>>>>>

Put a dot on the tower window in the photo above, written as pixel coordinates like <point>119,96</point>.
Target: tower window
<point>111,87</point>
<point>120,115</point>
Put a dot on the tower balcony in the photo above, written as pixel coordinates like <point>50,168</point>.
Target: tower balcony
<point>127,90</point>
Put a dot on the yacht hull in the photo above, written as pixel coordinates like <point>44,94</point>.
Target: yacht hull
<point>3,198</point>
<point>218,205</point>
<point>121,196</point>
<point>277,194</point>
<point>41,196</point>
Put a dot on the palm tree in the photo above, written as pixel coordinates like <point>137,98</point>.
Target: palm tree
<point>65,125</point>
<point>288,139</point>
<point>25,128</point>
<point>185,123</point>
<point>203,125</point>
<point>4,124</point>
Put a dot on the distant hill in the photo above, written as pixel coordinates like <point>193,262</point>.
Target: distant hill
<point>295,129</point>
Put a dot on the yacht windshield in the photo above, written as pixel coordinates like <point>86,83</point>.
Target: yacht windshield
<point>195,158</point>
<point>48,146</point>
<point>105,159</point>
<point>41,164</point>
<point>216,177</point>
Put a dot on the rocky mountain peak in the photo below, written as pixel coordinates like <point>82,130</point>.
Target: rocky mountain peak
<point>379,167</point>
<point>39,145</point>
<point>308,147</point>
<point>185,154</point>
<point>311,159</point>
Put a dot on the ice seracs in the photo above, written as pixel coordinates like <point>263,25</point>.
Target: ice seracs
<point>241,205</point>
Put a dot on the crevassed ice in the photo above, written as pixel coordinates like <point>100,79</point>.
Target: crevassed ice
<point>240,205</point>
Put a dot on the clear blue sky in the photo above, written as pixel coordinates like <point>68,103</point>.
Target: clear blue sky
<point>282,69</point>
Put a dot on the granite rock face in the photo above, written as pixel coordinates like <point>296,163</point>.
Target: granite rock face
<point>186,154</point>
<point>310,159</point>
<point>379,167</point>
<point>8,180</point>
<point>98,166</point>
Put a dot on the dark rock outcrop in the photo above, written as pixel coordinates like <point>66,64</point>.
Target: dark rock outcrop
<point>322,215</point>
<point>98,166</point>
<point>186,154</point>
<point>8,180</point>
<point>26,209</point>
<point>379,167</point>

<<<<<

__ABOUT THIS TASK__
Retype only the stretch of lines above starting at the one with "Target: tower window" and stopping at the one with "Put a dot on the palm", exactly as written, with both kept.

__SOLUTION FOR THIS TASK__
Target: tower window
<point>111,87</point>
<point>120,115</point>
Put a dot on the tower balcony in the photo above, written as pixel coordinates like <point>50,168</point>.
Target: tower balcony
<point>127,90</point>
Put a dot on the yacht hull in the photo above, written as pixel coordinates like <point>44,94</point>.
Target: yacht hull
<point>3,198</point>
<point>218,205</point>
<point>121,196</point>
<point>277,194</point>
<point>41,196</point>
Put a dot on the palm tree in the photo above, written as pixel coordinates like <point>137,98</point>.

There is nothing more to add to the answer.